* start *
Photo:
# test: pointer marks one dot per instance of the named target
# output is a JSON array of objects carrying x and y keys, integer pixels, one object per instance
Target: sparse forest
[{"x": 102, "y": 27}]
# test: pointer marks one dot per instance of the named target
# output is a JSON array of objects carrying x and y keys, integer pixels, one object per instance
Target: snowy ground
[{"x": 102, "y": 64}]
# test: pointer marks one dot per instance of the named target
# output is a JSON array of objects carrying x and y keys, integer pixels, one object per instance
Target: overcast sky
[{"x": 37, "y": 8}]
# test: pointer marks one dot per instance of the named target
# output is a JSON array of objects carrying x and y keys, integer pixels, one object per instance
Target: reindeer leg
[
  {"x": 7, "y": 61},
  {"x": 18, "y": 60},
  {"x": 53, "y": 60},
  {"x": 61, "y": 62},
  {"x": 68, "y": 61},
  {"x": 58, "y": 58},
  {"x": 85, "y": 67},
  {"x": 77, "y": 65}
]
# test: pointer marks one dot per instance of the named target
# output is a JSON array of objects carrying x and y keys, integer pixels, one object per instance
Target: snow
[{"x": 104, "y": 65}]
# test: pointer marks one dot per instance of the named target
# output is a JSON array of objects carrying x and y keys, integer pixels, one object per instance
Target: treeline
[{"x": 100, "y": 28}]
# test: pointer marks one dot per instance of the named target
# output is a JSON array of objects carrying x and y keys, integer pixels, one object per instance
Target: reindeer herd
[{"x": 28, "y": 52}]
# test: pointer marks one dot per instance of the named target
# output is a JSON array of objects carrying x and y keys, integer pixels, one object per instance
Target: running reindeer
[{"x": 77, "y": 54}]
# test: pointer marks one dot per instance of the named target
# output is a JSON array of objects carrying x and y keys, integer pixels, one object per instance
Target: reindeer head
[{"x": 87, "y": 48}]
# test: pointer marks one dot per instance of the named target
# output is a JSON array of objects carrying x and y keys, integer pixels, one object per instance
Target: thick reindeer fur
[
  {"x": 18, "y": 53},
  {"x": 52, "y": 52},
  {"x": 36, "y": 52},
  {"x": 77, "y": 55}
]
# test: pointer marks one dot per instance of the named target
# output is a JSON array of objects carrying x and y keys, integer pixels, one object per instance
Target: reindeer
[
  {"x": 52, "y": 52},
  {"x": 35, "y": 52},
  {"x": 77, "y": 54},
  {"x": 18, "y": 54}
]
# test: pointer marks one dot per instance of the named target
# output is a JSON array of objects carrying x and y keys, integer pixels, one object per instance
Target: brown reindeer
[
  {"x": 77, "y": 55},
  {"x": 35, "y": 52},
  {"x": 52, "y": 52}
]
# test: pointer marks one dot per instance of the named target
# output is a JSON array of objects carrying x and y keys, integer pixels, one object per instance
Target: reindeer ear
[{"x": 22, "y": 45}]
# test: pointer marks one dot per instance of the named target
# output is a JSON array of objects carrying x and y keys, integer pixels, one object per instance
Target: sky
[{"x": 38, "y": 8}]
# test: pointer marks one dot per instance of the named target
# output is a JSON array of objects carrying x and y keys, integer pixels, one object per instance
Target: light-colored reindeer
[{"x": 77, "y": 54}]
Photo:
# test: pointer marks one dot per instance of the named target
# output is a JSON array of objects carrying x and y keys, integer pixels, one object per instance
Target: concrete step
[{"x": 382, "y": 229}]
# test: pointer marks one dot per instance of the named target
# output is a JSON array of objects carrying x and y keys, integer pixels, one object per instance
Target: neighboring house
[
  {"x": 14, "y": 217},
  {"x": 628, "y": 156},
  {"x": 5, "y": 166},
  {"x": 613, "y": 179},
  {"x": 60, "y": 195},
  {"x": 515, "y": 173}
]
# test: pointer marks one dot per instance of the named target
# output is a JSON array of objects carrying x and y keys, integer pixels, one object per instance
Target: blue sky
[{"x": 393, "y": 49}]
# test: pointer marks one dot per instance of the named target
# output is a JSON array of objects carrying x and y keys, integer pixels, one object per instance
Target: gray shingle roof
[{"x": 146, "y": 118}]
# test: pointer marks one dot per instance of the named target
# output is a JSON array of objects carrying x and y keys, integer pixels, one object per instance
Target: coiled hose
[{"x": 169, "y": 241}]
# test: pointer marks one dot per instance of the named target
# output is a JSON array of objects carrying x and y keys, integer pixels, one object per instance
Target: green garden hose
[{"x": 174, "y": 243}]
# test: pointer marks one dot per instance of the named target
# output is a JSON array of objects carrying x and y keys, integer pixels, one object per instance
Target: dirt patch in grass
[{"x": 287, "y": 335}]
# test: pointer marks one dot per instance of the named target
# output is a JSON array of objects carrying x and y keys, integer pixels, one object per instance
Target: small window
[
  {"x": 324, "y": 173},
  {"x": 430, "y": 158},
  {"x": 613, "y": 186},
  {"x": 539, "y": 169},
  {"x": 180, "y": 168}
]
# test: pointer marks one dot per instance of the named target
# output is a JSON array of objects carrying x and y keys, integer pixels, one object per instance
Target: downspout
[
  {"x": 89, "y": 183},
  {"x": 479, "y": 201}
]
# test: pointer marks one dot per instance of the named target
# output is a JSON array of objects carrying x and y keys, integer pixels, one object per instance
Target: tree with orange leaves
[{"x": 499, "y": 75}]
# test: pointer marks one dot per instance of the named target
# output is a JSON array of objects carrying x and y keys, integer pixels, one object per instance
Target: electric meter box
* end *
Exercise task
Please count how many lines in the material above contain the word "hose", and reply with that number alone.

The solution
2